## [Problem to work on]
Reproduce word for word the passage in the article below on Governor Hochul's first State of the State address, between "In a remarkably" and "Senate Majority Leader.", inclusive.

## [Text provided]
☆ ☆ ☆

Governor Hochul Made Big Equality Promises in Her First State of the State
(Bloomberg) -- When New York Governor Kathy Hochul gave her first annual state policy address on Wednesday, she acknowledged both her status as the first woman to deliver the speech in the state’s history, as well as the double standard she faces as the state’s first female governor.
In a remarkably honest assessment of women in leadership positions across government and business, Hochul said, “We know that women are always held to a higher standard. So I know that I must not just meet but exceed expectations for this to no longer be an historic achievement but rather the norm.” She pledged, like many politicians before her, to “do things differently,” but added a somewhat unique caveat -- at least in the bare-knuckle battleground of New York politics: “From now on, we will share success.”
“The days of three men in a room are clearly over,” she added, a nod to the old custom of the governor and heads of the state Assembly and Senate gathering together to pass the annual budget. Today, there’s a female governor and female Senate Majority Leader.
Hochul also promised that her policy priorities, which she will have to turn into action through a budget due in the coming weeks, wouldn’t just focus on what the state would tax and spend on, but rather how to more equitably distribute the state’s $212 billion budget.

☆ ☆ ☆

## [Excerpted records]
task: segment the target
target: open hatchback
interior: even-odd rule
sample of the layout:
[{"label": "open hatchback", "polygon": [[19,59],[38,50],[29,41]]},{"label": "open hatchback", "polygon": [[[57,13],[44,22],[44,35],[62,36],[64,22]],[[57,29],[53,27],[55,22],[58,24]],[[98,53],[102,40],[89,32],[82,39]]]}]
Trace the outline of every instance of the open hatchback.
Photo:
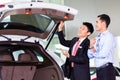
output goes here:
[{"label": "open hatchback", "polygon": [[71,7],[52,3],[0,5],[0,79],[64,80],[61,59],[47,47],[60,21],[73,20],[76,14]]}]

☆ ☆ ☆

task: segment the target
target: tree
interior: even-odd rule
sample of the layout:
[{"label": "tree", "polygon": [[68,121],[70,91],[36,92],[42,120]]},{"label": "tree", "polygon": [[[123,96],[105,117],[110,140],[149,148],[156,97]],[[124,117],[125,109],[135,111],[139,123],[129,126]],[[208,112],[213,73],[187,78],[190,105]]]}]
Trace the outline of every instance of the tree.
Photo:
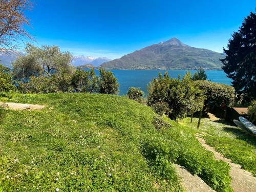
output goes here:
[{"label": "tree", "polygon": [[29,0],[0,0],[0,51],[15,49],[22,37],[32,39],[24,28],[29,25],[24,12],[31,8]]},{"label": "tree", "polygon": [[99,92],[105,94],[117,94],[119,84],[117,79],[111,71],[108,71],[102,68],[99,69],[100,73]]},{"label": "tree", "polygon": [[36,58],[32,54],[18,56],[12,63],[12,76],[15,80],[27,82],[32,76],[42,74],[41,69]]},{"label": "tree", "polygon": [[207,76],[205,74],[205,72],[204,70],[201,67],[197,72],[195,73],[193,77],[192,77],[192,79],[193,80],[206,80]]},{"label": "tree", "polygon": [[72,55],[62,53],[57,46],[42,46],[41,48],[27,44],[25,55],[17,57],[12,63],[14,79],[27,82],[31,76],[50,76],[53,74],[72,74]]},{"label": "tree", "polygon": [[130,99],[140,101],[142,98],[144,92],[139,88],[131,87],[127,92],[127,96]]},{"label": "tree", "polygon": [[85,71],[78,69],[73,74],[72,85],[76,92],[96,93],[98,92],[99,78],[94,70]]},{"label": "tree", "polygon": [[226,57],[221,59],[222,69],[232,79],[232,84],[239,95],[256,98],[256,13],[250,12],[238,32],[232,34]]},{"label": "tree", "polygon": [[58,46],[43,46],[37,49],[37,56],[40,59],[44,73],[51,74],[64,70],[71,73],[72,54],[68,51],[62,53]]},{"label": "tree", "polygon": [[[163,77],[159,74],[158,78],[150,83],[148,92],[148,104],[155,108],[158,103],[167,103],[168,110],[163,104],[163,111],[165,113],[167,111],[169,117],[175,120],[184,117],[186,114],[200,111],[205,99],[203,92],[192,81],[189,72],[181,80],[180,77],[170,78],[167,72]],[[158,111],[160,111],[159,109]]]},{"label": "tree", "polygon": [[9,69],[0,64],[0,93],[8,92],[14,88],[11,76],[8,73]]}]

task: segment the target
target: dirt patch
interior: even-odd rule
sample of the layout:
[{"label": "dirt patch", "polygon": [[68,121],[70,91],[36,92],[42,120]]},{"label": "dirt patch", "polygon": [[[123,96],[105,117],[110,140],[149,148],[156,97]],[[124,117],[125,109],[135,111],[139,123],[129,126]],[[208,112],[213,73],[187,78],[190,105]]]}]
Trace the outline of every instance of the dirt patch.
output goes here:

☆ ☆ ☆

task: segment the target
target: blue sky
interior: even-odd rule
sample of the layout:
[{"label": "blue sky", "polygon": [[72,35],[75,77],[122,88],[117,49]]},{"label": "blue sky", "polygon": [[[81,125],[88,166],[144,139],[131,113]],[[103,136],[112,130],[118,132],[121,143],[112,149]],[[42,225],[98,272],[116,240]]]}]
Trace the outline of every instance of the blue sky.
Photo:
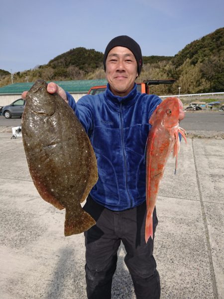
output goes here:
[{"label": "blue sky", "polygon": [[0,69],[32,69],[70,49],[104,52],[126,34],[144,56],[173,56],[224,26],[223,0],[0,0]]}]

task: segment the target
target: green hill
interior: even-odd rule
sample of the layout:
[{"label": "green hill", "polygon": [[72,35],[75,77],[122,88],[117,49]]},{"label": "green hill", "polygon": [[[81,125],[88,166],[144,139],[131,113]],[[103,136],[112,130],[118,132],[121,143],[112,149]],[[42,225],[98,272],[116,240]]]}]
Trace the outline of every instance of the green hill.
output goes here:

☆ ☆ ☆

## [Result for this exercise]
In a remarkably honest assessment of women in leadership positions across government and business, Hochul said, “We know that women are always held to a higher standard. So I know that I must not just meet but exceed expectations for this to no longer be an historic achievement but rather the norm.” She pledged, like many politicians before her, to “do things differently,” but added a somewhat unique caveat -- at least in the bare-knuckle battleground of New York politics: “From now on, we will share success.”
“The days of three men in a room are clearly over,” she added, a nod to the old custom of the governor and heads of the state Assembly and Senate gathering together to pass the annual budget. Today, there’s a female governor and female Senate Majority Leader.